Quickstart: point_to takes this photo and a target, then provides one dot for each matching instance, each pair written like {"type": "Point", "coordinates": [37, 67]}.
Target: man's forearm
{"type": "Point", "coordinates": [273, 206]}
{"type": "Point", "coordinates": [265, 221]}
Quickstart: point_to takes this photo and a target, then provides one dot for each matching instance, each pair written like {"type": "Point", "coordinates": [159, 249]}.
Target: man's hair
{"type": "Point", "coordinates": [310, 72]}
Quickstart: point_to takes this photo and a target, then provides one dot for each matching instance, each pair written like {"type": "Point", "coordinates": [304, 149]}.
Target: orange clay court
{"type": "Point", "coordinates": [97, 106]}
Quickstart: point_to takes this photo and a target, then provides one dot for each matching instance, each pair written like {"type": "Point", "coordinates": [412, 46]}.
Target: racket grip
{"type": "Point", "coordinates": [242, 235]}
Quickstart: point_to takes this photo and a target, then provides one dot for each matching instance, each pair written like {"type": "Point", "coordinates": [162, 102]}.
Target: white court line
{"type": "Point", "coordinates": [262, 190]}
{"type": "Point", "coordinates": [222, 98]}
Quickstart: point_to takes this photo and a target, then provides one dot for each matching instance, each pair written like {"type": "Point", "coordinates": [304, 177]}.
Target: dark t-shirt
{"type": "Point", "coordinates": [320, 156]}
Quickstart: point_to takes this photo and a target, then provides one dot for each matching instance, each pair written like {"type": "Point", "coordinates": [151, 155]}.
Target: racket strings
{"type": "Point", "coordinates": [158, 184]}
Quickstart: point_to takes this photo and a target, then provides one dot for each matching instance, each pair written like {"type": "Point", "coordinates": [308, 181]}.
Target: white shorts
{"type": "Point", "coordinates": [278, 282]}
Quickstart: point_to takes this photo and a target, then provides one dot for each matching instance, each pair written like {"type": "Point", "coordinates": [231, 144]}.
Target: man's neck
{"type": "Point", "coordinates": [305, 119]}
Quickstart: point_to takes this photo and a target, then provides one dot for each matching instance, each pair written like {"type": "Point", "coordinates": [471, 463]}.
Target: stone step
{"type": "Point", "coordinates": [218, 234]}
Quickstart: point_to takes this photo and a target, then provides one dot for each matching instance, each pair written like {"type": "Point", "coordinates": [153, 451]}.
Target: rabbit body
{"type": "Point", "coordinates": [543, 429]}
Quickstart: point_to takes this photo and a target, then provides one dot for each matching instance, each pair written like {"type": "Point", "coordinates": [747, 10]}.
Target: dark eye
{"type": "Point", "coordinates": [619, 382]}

----

» **Work to do**: Copy out every line above that contains the word "white".

» **Written answer**:
Target: white court line
Target: white shorts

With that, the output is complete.